*** Material to process ***
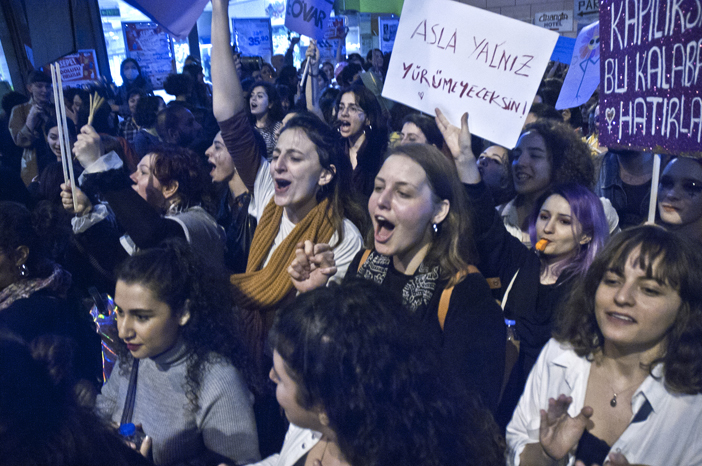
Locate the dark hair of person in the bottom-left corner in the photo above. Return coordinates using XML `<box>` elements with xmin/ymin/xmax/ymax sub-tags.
<box><xmin>0</xmin><ymin>328</ymin><xmax>147</xmax><ymax>466</ymax></box>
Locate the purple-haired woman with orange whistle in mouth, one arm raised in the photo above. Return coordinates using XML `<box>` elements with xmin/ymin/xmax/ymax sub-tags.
<box><xmin>437</xmin><ymin>111</ymin><xmax>609</xmax><ymax>427</ymax></box>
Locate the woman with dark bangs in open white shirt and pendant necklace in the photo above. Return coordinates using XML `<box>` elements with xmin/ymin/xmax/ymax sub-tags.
<box><xmin>507</xmin><ymin>226</ymin><xmax>702</xmax><ymax>466</ymax></box>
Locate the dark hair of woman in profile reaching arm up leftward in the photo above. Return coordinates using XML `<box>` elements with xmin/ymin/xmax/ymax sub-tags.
<box><xmin>150</xmin><ymin>144</ymin><xmax>210</xmax><ymax>207</ymax></box>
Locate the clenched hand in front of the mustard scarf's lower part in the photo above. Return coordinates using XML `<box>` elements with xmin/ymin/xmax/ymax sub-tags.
<box><xmin>288</xmin><ymin>240</ymin><xmax>336</xmax><ymax>293</ymax></box>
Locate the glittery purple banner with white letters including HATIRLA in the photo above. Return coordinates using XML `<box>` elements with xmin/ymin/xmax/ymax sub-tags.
<box><xmin>600</xmin><ymin>0</ymin><xmax>702</xmax><ymax>156</ymax></box>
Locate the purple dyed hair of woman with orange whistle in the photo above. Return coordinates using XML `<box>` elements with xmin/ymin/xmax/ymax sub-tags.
<box><xmin>529</xmin><ymin>183</ymin><xmax>609</xmax><ymax>276</ymax></box>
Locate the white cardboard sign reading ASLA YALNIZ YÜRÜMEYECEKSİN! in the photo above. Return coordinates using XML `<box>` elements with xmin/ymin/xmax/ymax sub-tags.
<box><xmin>383</xmin><ymin>0</ymin><xmax>558</xmax><ymax>148</ymax></box>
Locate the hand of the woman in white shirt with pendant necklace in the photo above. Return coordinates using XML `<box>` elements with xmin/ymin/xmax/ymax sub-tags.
<box><xmin>539</xmin><ymin>395</ymin><xmax>593</xmax><ymax>461</ymax></box>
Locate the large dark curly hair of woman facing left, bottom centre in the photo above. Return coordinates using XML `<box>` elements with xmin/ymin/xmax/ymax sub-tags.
<box><xmin>270</xmin><ymin>279</ymin><xmax>504</xmax><ymax>466</ymax></box>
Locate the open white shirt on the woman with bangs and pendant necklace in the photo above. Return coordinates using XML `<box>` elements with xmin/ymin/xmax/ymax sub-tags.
<box><xmin>507</xmin><ymin>339</ymin><xmax>702</xmax><ymax>466</ymax></box>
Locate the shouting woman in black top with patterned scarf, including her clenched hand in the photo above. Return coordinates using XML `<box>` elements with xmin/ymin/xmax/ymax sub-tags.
<box><xmin>290</xmin><ymin>144</ymin><xmax>505</xmax><ymax>411</ymax></box>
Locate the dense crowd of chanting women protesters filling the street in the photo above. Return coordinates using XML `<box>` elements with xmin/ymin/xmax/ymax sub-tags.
<box><xmin>0</xmin><ymin>0</ymin><xmax>702</xmax><ymax>466</ymax></box>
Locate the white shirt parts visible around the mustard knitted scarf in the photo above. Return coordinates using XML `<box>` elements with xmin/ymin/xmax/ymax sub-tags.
<box><xmin>249</xmin><ymin>160</ymin><xmax>363</xmax><ymax>283</ymax></box>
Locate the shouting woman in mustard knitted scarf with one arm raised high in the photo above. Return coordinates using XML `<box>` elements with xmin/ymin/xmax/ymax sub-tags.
<box><xmin>212</xmin><ymin>0</ymin><xmax>362</xmax><ymax>368</ymax></box>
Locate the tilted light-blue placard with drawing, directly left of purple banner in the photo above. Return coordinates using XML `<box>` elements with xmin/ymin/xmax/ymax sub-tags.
*** End of Material to process ***
Task item
For this exercise, return the data above exactly and leave every picture out.

Task output
Locate the dark hair of person in the bottom-left corner in the photo above. Return coordinates using XML `<box>` elements with xmin/ymin/xmax/ymax sub-tags.
<box><xmin>0</xmin><ymin>328</ymin><xmax>147</xmax><ymax>466</ymax></box>
Locate the purple-haired woman with orange whistle in mouth, one arm raised in the photo above. Return coordinates using XML `<box>` elements with xmin/ymin/xmax/ymax sub-tags.
<box><xmin>437</xmin><ymin>111</ymin><xmax>609</xmax><ymax>427</ymax></box>
Locate the woman with dark bangs in open white shirt and pendant necklace in the photo above. Return coordinates using XML `<box>` elements with xmin/ymin/xmax/ymax sub-tags.
<box><xmin>507</xmin><ymin>226</ymin><xmax>702</xmax><ymax>466</ymax></box>
Locate the dark hair of woman in profile reaching arm up leftward in the photo above. Return coordinates using XML `<box>` elements with xmin/ymin/xmax/ymax sub-tags.
<box><xmin>150</xmin><ymin>144</ymin><xmax>210</xmax><ymax>207</ymax></box>
Locate the clenched hand in front of the mustard scarf's lower part in the photo above. Return coordinates using XML `<box>` elements with xmin/ymin/xmax/ymax sub-tags.
<box><xmin>288</xmin><ymin>240</ymin><xmax>336</xmax><ymax>293</ymax></box>
Locate the glittery purple banner with white letters including HATIRLA in the photo above. Return coordinates using XML `<box>` elements with xmin/ymin/xmax/ymax sub-tags.
<box><xmin>600</xmin><ymin>0</ymin><xmax>702</xmax><ymax>156</ymax></box>
Locate the purple dyed hair of woman with orange whistle in the photo above. Return coordinates using XML `<box>` elements with xmin/ymin/xmax/ymax sub-tags.
<box><xmin>529</xmin><ymin>183</ymin><xmax>609</xmax><ymax>276</ymax></box>
Locate the white cardboard sign reading ASLA YALNIZ YÜRÜMEYECEKSİN! in the photo above. Return coordinates using XML `<box>` elements with xmin/ymin/xmax/ymax sub-tags.
<box><xmin>383</xmin><ymin>0</ymin><xmax>558</xmax><ymax>148</ymax></box>
Locate the hand of the woman in white shirt with pendant necklace in the photo above. Return coordinates using XML `<box>` elements with xmin/ymin/xmax/ymax sub-tags.
<box><xmin>539</xmin><ymin>395</ymin><xmax>593</xmax><ymax>461</ymax></box>
Locate the large dark curly hair of woman facing left, bottom centre in the photo above. Return coordinates using XML `<box>` elements with xmin/ymin/xmax/ymax sub-tags.
<box><xmin>270</xmin><ymin>279</ymin><xmax>504</xmax><ymax>466</ymax></box>
Locate the open white shirt on the woman with bangs and pendant necklace in the photo above. Return coordinates using XML `<box>` elements with xmin/ymin/xmax/ymax sub-tags.
<box><xmin>507</xmin><ymin>339</ymin><xmax>702</xmax><ymax>466</ymax></box>
Locate the shouting woman in black top with patterned scarf, including her clenched hand in the photo above. Return coordinates using XML `<box>` elements with xmin/ymin/xmax/ymax sub-tags.
<box><xmin>290</xmin><ymin>144</ymin><xmax>505</xmax><ymax>411</ymax></box>
Locate the dense crowd of chanting women protesters filling the street in the photo above. Return coordinates using XML `<box>` elements with xmin/ymin/xmax/ymax sub-tags.
<box><xmin>0</xmin><ymin>0</ymin><xmax>702</xmax><ymax>466</ymax></box>
Locate the white shirt parts visible around the mustard knitted scarf in the photo above. Return coordinates using XML `<box>` elements with xmin/ymin/xmax/ymax sub-tags.
<box><xmin>249</xmin><ymin>160</ymin><xmax>363</xmax><ymax>283</ymax></box>
Locate the shouting woman in mustard knitted scarf with one arm raised high in the photo above. Return coordinates using XML `<box>` elements with xmin/ymin/xmax/ymax sub-tags.
<box><xmin>212</xmin><ymin>0</ymin><xmax>362</xmax><ymax>368</ymax></box>
Locate the tilted light-blue placard with drawing, directly left of purple banner in the photo above. Return coordinates using XML `<box>` elements with xmin/ymin/xmax/ymax sub-tags.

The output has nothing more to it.